## WORK INSTRUCTIONS
Convert every line of the records below into one numbered list, skipping blank lines and leaving out the pictures.

## RECORDS FOR PROCESSING
.....

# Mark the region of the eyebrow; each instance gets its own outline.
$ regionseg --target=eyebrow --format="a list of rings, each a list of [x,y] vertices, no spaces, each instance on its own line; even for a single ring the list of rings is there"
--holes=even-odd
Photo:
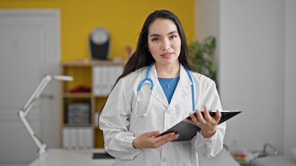
[[[172,31],[172,32],[170,32],[170,33],[167,33],[167,36],[168,35],[172,35],[172,34],[174,34],[174,33],[177,33],[178,32],[176,31],[176,30],[173,30],[173,31]],[[155,33],[153,33],[153,34],[151,34],[151,35],[150,35],[150,37],[160,37],[161,35],[158,35],[158,34],[155,34]]]

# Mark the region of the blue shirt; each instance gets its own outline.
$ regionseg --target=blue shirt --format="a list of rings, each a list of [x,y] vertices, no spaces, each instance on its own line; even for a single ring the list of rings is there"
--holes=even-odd
[[[174,90],[176,89],[176,85],[178,84],[180,77],[174,78],[158,78],[158,82],[163,88],[163,91],[165,93],[165,97],[167,97],[167,102],[171,102],[172,96],[174,95]],[[170,87],[167,87],[169,85]]]

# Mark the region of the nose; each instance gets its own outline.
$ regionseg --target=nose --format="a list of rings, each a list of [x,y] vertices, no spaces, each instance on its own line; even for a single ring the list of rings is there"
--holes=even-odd
[[[167,39],[163,40],[162,45],[161,45],[161,50],[168,50],[170,47],[170,41]]]

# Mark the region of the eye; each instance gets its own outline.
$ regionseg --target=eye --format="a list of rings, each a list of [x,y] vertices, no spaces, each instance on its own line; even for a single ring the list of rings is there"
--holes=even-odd
[[[174,39],[176,37],[177,37],[177,36],[176,35],[173,35],[170,36],[171,39]]]
[[[153,38],[152,39],[152,42],[158,42],[159,39],[158,38]]]

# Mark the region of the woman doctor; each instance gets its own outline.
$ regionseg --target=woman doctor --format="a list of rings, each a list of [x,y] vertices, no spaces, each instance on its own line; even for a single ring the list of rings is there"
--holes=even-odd
[[[100,116],[106,151],[116,165],[198,165],[197,154],[215,156],[223,148],[226,124],[217,126],[221,113],[211,117],[207,108],[222,109],[215,82],[195,72],[177,17],[155,11]],[[156,137],[189,115],[184,120],[202,129],[191,140],[171,142],[179,137],[174,133]]]

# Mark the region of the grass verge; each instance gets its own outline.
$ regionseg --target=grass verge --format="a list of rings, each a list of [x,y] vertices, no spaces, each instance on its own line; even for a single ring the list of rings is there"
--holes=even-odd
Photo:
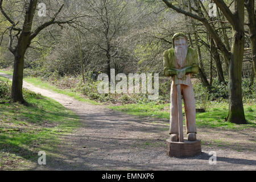
[[[12,75],[13,72],[9,70],[4,70],[4,69],[1,69],[0,72]],[[63,94],[66,96],[68,96],[69,97],[73,97],[75,98],[76,100],[81,101],[81,102],[89,102],[94,105],[100,105],[101,103],[97,102],[96,101],[91,100],[89,98],[86,98],[82,96],[82,94],[81,93],[80,93],[79,92],[72,92],[71,90],[68,89],[61,89],[57,88],[56,86],[50,84],[48,82],[44,82],[41,79],[39,78],[36,77],[26,77],[24,78],[24,81],[32,84],[35,86],[39,86],[40,88],[52,90],[54,92],[56,92],[57,93]]]
[[[109,106],[109,108],[125,112],[127,114],[151,117],[157,118],[170,119],[170,104],[157,105],[154,103],[143,104],[127,104],[121,106]],[[256,105],[244,105],[245,114],[249,124],[236,125],[225,121],[228,113],[228,106],[212,105],[205,113],[196,114],[196,126],[210,128],[225,128],[243,130],[247,128],[256,128]],[[183,117],[185,117],[183,110]],[[185,121],[184,121],[185,124]],[[167,125],[168,125],[167,123]]]
[[[10,81],[0,77],[3,82]],[[0,98],[0,169],[34,169],[40,151],[58,157],[61,136],[81,125],[76,114],[54,100],[26,89],[23,95],[28,106]]]

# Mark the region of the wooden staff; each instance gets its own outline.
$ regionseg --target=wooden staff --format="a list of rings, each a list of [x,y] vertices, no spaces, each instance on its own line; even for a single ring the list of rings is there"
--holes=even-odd
[[[177,87],[177,98],[178,119],[179,119],[179,142],[184,142],[183,116],[182,115],[181,91],[180,89],[180,84],[176,85],[176,87]]]

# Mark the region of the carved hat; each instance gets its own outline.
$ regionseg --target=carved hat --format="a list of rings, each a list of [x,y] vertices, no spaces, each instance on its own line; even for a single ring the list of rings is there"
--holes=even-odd
[[[172,36],[172,48],[175,48],[175,46],[174,46],[174,39],[179,36],[181,36],[184,37],[185,39],[186,39],[187,40],[187,43],[188,42],[188,38],[187,37],[187,35],[185,35],[185,34],[183,33],[183,32],[177,32],[174,35],[174,36]]]

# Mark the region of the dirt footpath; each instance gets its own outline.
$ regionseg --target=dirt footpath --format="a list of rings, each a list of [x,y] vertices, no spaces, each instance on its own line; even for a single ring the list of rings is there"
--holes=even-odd
[[[0,73],[0,75],[11,76]],[[140,118],[78,101],[23,82],[23,86],[52,98],[79,115],[82,126],[60,134],[57,158],[32,169],[52,170],[255,170],[256,131],[197,128],[201,155],[187,158],[166,155],[167,119]],[[185,127],[184,127],[185,128]],[[185,131],[184,131],[184,133]],[[211,151],[216,164],[209,164]]]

.....

## FULL SOLUTION
1. # Mark the region of the eyebrow; each instance gets its own outline.
2. $ regionseg --target=eyebrow --format="a list of rings, each a list of [x,y] vertices, no spaces, each instance on its own line; even for a single ring the list of rings is there"
3. --holes=even-odd
4. Photo:
5. [[[172,31],[172,32],[170,32],[170,33],[167,33],[167,36],[168,35],[172,35],[172,34],[174,34],[174,33],[177,33],[178,32],[176,31],[176,30],[173,30],[173,31]],[[155,33],[153,33],[153,34],[151,34],[151,35],[150,35],[150,37],[160,37],[161,35],[158,35],[158,34],[155,34]]]
6. # Mark the region of the blue shirt; each instance gets its own outline.
7. $ regionseg --target=blue shirt --format="a list of rings, each a list of [x,y] vertices, no spaces, each instance on its own line; even for a single ring the list of rings is there"
8. --holes=even-odd
9. [[[174,90],[176,89],[176,85],[178,84],[180,77],[174,78],[158,78],[158,82],[163,88],[163,91],[165,93],[165,97],[167,97],[167,102],[171,102],[172,96],[174,95]],[[170,87],[167,87],[169,85]]]
10. # Mark the region of the nose; each instance gets its own outline.
11. $ regionseg --target=nose --format="a list of rings, each a list of [x,y] vertices, no spaces, each instance on its own line; even for a single ring the list of rings is there"
12. --holes=even-odd
13. [[[167,39],[163,40],[162,45],[161,45],[161,50],[168,50],[170,47],[170,41]]]
14. # Mark the region of the eye; each instance gets its own outline.
15. $ regionseg --target=eye --format="a list of rings, each a list of [x,y] vertices, no spaces, each instance on its own line; even for a single ring the list of rings is there"
16. --holes=even-odd
17. [[[174,39],[176,37],[177,37],[177,36],[176,35],[173,35],[170,36],[171,39]]]
18. [[[153,38],[152,39],[152,42],[158,42],[159,39],[158,38]]]
19. # Mark the region of the woman doctor; each instance gets its own outline.
20. $ regionseg --target=woman doctor --format="a list of rings, each a list of [x,y] vertices, no spaces, each instance on its own line; even for a single ring the list of rings is there"
21. --holes=even-odd
22. [[[100,116],[106,151],[116,165],[198,165],[197,154],[215,156],[223,148],[226,124],[217,126],[221,113],[211,117],[207,108],[222,109],[215,82],[195,72],[177,17],[155,11]],[[156,137],[189,115],[184,120],[202,129],[191,140],[171,142],[179,137],[174,133]]]
23. # Mark the region of the grass verge; each instance gets its own outline.
24. $ regionseg --target=grass verge --format="a list of rings, each a list of [x,y] vertices, no spaces, each instance on its own line; even for a single ring the list of rings is there"
25. --holes=even-odd
26. Photo:
27. [[[12,75],[13,72],[9,70],[4,70],[4,69],[1,69],[0,72]],[[63,94],[66,96],[68,96],[69,97],[73,97],[75,98],[76,100],[81,101],[81,102],[89,102],[94,105],[100,105],[101,103],[97,102],[96,101],[91,100],[89,98],[86,98],[82,96],[82,94],[81,93],[80,93],[79,92],[72,92],[71,90],[68,89],[61,89],[57,88],[56,86],[50,84],[48,82],[44,82],[41,79],[39,78],[36,77],[26,77],[24,78],[24,81],[32,84],[35,86],[39,86],[40,88],[52,90],[54,92],[56,92],[57,93]]]
28. [[[109,106],[109,108],[125,112],[127,114],[151,117],[157,118],[170,119],[170,104],[157,105],[154,103],[143,104],[127,104],[121,106]],[[256,105],[244,105],[245,114],[249,124],[236,125],[225,121],[228,113],[228,106],[212,105],[205,113],[196,114],[196,126],[210,128],[225,128],[243,130],[247,128],[256,128]],[[183,117],[185,117],[183,110]],[[185,121],[184,121],[185,124]],[[167,125],[168,125],[167,123]]]
29. [[[10,81],[0,77],[3,82]],[[0,98],[0,169],[34,169],[40,151],[58,157],[61,136],[81,125],[76,114],[54,100],[26,89],[23,95],[28,106]]]
30. # Mark the region of the wooden staff; each instance gets its own outline.
31. $ regionseg --target=wooden staff --format="a list of rings, each a list of [x,y] vertices, no spaces, each instance on its own line; even for a single ring the list of rings is there"
32. --holes=even-odd
33. [[[177,87],[177,98],[178,119],[179,119],[179,142],[184,142],[183,116],[182,115],[181,91],[180,89],[180,84],[176,85],[176,87]]]
34. # Mark the region of the carved hat; each instance gets its own outline.
35. $ regionseg --target=carved hat --format="a list of rings, each a list of [x,y] vertices, no spaces, each instance on its own line; even for a single ring the list of rings is there"
36. --holes=even-odd
37. [[[172,36],[172,48],[175,48],[175,46],[174,46],[174,39],[179,36],[181,36],[184,37],[185,39],[186,39],[187,40],[187,43],[188,42],[188,38],[187,37],[187,35],[185,35],[185,34],[183,33],[183,32],[177,32],[174,35],[174,36]]]
38. # Mark the region of the dirt footpath; each instance gets its own outline.
39. $ regionseg --target=dirt footpath --format="a list of rings, each a list of [x,y] vertices, no spaces, each instance on its own line; even for a single ring the list of rings is there"
40. --holes=even-odd
41. [[[0,73],[0,75],[11,76]],[[140,118],[78,101],[23,82],[23,86],[52,98],[79,115],[82,126],[60,134],[57,158],[32,169],[52,170],[255,170],[256,131],[197,128],[201,155],[187,158],[166,155],[167,119]],[[185,127],[184,127],[185,128]],[[185,131],[184,131],[184,133]],[[211,151],[216,164],[209,164]]]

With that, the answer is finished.